APPLY WHAT YOU READ:
(a) Please quote the passage on the gaze and embodiment word for word, between "A selfhood organised" and "is often disciplinary.", inclusive.
(b) According to the passage on the gaze and embodiment, how did Young observe that women in patriarchal societies tend to inhabit their bodies?

A selfhood organised entirely around the internalised gaze of an evaluating other – around the question ‘How do I appear?’ rather than ‘How do I experience?’ – is a selfhood partial and constrained. Transfeminist politics sharpen this point by reminding us that evaluating others is not always erotic; it is often disciplinary.
For many trans and gender-nonconforming people, the mirror is not only a site of beauty labour, but a site of risk assessment: will I be read correctly, will I be safe, will I be treated as real?
The philosopher Iris Marion Young, in her essay ‘Throwing Like a Girl’, offered a phenomenological account of how women’s bodily comportment – the way they inhabit and move through physical space – is structured by a specifically feminine mode of being that differs fundamentally from the comportment available to men.
Young observed that women in patriarchal societies tend to inhabit their bodies as encumbrances rather than as instruments of engagement with the world – they hold themselves in, restrict their movements, and approach physical tasks with a diffidence that reflects not incapacity but a learned modesty about occupying space. This modesty is the bodily correlate of the surveyed self: the woman who has internalised the gaze moves through the world as though always being watched, and her body reflects that knowledge in every gesture.
Young’s analysis connects the politics of vision to the phenomenology of embodiment in ways that are clarifying and, for feminist visual politics, important. The project of challenging the male gaze is not only a project of changing representations; it is a project of transforming the bodily habits – the habituated ways of holding, moving, and experiencing the body – that the regime of visual surveillance has produced.

DATA SECTION:

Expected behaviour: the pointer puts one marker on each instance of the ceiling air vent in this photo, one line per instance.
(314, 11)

ACTIVITY ANSWERS:
(a)
A selfhood organised entirely around the internalised gaze of an evaluating other – around the question ‘How do I appear?’ rather than ‘How do I experience?’ – is a selfhood partial and constrained. Transfeminist politics sharpen this point by reminding us that evaluating others is not always erotic; it is often disciplinary.

(b) As encumbrances rather than as instruments of engagement with the world.